> Records
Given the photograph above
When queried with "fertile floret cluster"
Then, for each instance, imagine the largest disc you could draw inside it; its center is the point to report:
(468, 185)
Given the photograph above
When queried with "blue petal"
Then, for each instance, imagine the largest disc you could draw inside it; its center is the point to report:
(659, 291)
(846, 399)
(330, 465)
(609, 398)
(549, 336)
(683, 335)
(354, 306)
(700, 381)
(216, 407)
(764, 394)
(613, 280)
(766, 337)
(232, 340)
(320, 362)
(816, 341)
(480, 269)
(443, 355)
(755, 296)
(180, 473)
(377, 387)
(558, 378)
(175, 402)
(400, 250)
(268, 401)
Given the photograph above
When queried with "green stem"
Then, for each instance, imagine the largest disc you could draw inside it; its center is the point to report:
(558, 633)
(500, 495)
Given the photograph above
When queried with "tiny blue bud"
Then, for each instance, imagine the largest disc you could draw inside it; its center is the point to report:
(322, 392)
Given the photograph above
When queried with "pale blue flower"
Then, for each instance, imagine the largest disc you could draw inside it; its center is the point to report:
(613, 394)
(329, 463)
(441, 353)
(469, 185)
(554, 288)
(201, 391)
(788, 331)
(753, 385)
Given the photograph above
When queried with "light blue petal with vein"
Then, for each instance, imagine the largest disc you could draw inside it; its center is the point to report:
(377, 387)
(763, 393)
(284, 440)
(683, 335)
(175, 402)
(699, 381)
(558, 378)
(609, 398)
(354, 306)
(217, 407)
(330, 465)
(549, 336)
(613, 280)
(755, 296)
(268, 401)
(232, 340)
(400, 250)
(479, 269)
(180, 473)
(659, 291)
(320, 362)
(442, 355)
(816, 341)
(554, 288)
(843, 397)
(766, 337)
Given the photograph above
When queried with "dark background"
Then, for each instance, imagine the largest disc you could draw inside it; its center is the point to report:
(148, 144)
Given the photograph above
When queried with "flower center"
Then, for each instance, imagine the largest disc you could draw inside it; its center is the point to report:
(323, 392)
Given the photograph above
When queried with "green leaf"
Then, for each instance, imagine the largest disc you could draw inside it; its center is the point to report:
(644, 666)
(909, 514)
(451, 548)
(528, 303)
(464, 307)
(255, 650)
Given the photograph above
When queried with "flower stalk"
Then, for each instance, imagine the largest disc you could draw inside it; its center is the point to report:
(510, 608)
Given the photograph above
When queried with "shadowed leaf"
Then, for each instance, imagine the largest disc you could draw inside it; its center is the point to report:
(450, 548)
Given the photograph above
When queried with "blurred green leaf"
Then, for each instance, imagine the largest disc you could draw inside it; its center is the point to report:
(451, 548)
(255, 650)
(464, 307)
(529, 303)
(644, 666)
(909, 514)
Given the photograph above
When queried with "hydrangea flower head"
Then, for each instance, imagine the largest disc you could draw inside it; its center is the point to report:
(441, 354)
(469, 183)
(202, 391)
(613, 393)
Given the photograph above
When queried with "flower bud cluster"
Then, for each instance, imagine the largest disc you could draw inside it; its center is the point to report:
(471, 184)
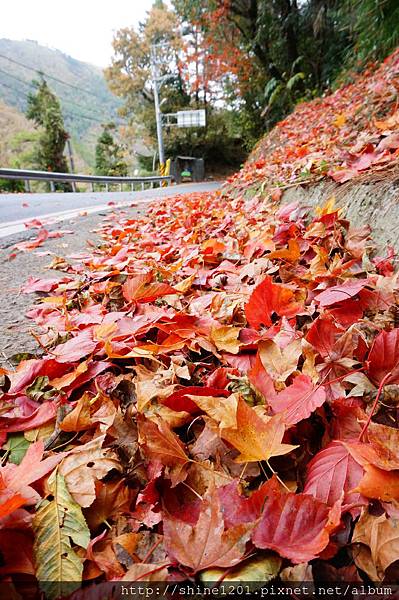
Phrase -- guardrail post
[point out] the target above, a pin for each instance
(52, 178)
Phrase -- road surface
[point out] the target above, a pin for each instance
(16, 209)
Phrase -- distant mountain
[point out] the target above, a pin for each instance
(85, 98)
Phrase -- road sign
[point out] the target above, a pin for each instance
(191, 118)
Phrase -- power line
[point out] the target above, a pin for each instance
(79, 89)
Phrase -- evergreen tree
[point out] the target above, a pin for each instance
(45, 110)
(109, 154)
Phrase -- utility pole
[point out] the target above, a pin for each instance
(71, 161)
(158, 114)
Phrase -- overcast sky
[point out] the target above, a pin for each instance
(81, 28)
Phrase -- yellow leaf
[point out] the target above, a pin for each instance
(279, 362)
(83, 465)
(255, 437)
(340, 120)
(327, 208)
(257, 571)
(56, 524)
(185, 284)
(226, 339)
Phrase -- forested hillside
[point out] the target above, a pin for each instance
(85, 98)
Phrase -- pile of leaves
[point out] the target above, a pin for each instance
(341, 136)
(214, 398)
(216, 395)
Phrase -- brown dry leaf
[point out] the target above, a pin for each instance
(112, 499)
(279, 362)
(222, 410)
(205, 544)
(256, 438)
(79, 418)
(226, 339)
(159, 442)
(377, 544)
(146, 572)
(83, 466)
(301, 572)
(379, 484)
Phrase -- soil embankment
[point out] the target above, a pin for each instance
(372, 200)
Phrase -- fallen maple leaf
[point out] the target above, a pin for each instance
(268, 298)
(298, 400)
(377, 544)
(297, 526)
(83, 466)
(205, 544)
(333, 472)
(383, 360)
(159, 442)
(256, 438)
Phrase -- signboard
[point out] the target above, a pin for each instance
(191, 118)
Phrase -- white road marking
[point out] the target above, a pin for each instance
(12, 227)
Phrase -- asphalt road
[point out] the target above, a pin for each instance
(16, 209)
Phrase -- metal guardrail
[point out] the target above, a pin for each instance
(28, 176)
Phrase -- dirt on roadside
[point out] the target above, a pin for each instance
(15, 327)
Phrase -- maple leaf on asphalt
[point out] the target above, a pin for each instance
(256, 438)
(298, 400)
(268, 298)
(207, 543)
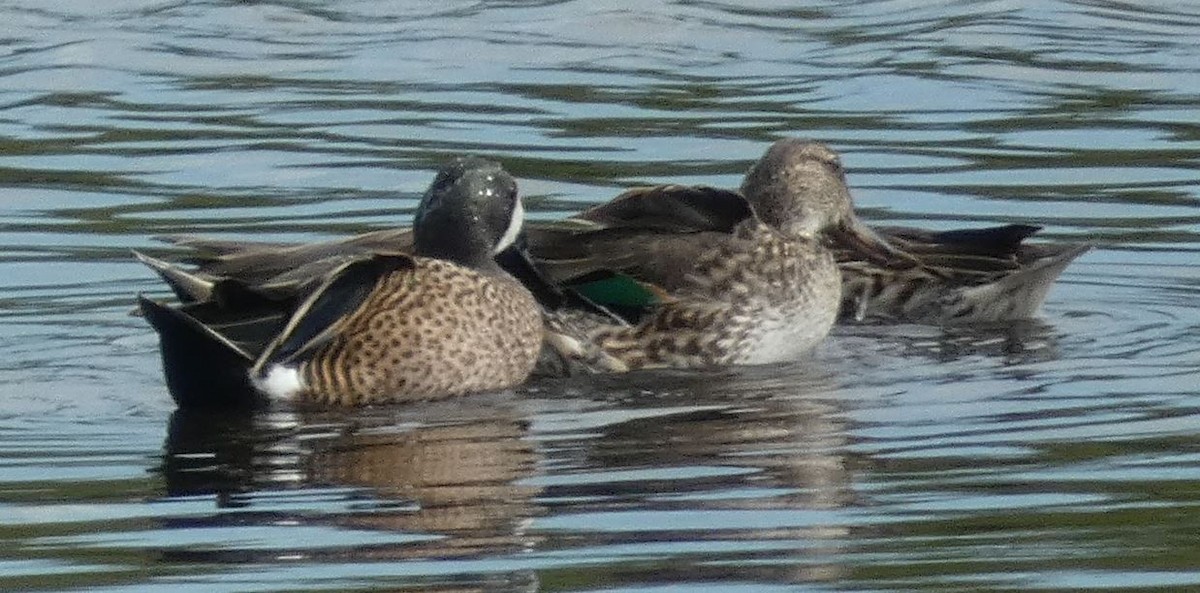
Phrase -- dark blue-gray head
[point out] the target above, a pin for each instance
(469, 214)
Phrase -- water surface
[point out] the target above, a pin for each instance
(1053, 455)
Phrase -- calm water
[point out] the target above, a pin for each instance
(1060, 455)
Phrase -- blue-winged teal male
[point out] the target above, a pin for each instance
(378, 327)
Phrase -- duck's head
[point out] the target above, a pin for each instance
(469, 214)
(799, 189)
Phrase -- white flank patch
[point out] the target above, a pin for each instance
(280, 382)
(510, 234)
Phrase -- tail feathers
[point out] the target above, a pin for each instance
(187, 287)
(203, 369)
(1018, 295)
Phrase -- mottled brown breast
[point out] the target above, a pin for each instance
(431, 331)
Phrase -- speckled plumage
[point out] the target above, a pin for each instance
(759, 299)
(983, 275)
(432, 330)
(372, 327)
(747, 276)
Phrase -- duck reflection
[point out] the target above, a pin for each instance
(1011, 343)
(750, 463)
(448, 477)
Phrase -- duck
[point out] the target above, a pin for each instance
(373, 327)
(709, 277)
(971, 276)
(937, 277)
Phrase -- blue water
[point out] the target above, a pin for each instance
(1051, 455)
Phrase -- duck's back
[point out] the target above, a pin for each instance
(432, 330)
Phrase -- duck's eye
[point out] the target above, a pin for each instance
(834, 165)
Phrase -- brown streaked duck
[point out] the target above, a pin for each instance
(939, 277)
(379, 327)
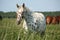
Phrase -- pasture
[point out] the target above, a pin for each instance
(9, 30)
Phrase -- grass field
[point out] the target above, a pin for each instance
(9, 30)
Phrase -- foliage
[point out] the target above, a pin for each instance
(9, 30)
(13, 14)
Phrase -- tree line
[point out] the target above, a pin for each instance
(13, 14)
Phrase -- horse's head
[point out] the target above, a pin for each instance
(20, 12)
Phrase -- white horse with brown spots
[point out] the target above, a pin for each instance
(34, 21)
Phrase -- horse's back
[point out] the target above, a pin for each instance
(41, 22)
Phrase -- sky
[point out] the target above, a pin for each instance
(34, 5)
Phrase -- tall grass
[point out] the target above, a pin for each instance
(9, 30)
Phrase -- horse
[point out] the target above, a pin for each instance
(33, 21)
(48, 19)
(58, 19)
(54, 20)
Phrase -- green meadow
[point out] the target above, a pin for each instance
(9, 30)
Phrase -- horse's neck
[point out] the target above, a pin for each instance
(29, 17)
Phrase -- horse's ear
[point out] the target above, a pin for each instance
(23, 5)
(17, 5)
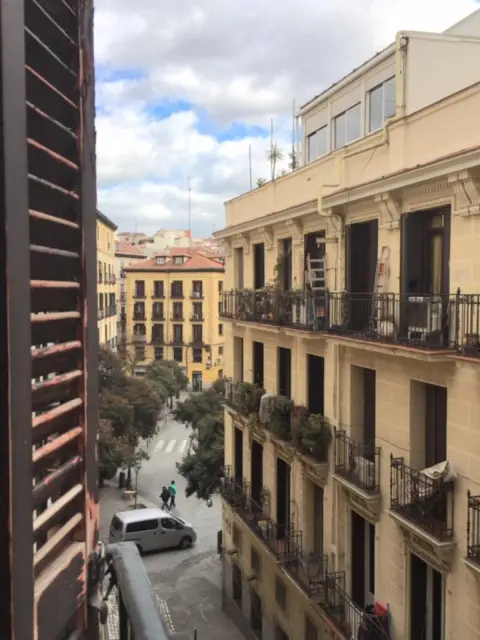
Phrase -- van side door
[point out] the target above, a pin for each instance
(144, 533)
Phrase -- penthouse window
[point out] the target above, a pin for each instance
(347, 127)
(317, 143)
(381, 104)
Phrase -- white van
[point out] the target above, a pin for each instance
(151, 530)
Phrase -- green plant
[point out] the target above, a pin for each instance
(276, 414)
(314, 437)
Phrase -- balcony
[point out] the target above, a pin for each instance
(347, 617)
(357, 467)
(468, 325)
(473, 532)
(422, 502)
(299, 310)
(415, 321)
(139, 614)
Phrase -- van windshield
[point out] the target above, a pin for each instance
(116, 524)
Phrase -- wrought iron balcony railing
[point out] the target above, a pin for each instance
(420, 321)
(348, 618)
(357, 463)
(302, 310)
(473, 528)
(468, 325)
(422, 498)
(139, 613)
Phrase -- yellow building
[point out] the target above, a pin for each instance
(385, 345)
(106, 282)
(173, 313)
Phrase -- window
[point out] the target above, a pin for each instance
(198, 334)
(177, 289)
(158, 289)
(347, 127)
(157, 310)
(381, 104)
(280, 594)
(197, 311)
(317, 144)
(143, 525)
(197, 289)
(177, 333)
(139, 288)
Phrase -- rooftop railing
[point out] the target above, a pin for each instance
(139, 614)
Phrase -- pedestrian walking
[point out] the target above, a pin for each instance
(173, 492)
(165, 497)
(113, 576)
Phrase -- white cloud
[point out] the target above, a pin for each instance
(239, 62)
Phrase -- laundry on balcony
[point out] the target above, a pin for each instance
(424, 484)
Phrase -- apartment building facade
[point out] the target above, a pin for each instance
(126, 254)
(106, 282)
(352, 489)
(173, 313)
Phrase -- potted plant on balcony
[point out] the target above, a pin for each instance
(275, 413)
(313, 437)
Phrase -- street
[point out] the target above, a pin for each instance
(187, 583)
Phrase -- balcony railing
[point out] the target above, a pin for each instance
(348, 618)
(468, 325)
(473, 529)
(357, 463)
(426, 497)
(302, 310)
(139, 614)
(420, 321)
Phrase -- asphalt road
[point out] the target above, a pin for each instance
(165, 451)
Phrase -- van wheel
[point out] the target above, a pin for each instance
(185, 542)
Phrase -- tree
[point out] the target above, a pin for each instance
(274, 155)
(203, 463)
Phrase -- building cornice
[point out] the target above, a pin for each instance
(389, 184)
(269, 220)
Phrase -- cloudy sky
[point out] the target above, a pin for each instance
(184, 88)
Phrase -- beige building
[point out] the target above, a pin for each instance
(380, 529)
(106, 281)
(126, 254)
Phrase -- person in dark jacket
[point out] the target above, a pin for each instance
(165, 496)
(113, 576)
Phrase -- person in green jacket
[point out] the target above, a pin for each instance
(173, 492)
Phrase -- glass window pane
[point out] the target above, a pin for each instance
(375, 116)
(389, 98)
(339, 131)
(353, 128)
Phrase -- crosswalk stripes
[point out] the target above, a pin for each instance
(171, 446)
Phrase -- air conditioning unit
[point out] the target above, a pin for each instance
(424, 316)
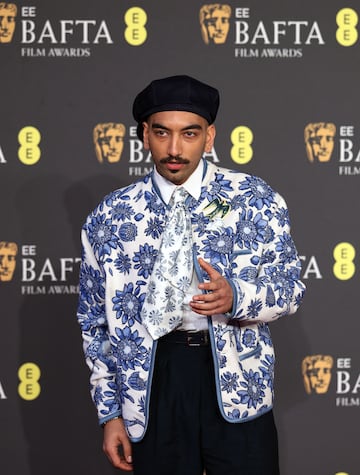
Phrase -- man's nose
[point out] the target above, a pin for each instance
(174, 146)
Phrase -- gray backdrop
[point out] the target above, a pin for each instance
(72, 66)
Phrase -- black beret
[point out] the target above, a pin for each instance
(181, 93)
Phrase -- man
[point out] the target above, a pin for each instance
(8, 252)
(316, 371)
(8, 12)
(194, 391)
(319, 140)
(215, 23)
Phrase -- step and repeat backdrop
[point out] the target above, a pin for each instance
(289, 75)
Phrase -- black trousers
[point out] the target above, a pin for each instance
(187, 434)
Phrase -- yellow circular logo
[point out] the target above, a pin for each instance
(344, 255)
(346, 20)
(135, 20)
(29, 387)
(29, 151)
(241, 138)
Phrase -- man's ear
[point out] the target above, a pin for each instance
(210, 137)
(146, 135)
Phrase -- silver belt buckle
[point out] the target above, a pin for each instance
(204, 336)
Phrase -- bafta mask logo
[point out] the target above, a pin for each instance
(319, 141)
(316, 370)
(215, 23)
(109, 142)
(8, 252)
(8, 12)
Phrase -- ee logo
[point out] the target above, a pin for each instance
(29, 151)
(344, 255)
(346, 20)
(241, 151)
(135, 20)
(29, 387)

> Goal of the exercise
Lay out the material as a JSON list of strings, one string per line and blank lines omitted, starting at the line containing "Phrase -- man's ear" and ending at the last line of the material.

> Completed exercise
[
  "Phrase -- man's ear",
  "[point out] the target above, a pin for each instance",
  "(210, 137)",
  "(146, 135)",
  "Phrase -- silver belt buckle",
  "[point out] the target above, a pin for each instance",
  "(204, 336)",
  "Phrase -- bafta mask logo",
  "[point out] the target above, a pin for each instance",
  "(319, 141)",
  "(316, 370)",
  "(215, 23)",
  "(109, 142)",
  "(8, 252)",
  "(8, 12)",
  "Phrase -- ee logo",
  "[point out] the target above, a pin for each instance",
  "(29, 151)",
  "(344, 255)",
  "(346, 20)",
  "(241, 151)",
  "(135, 20)",
  "(29, 387)"
]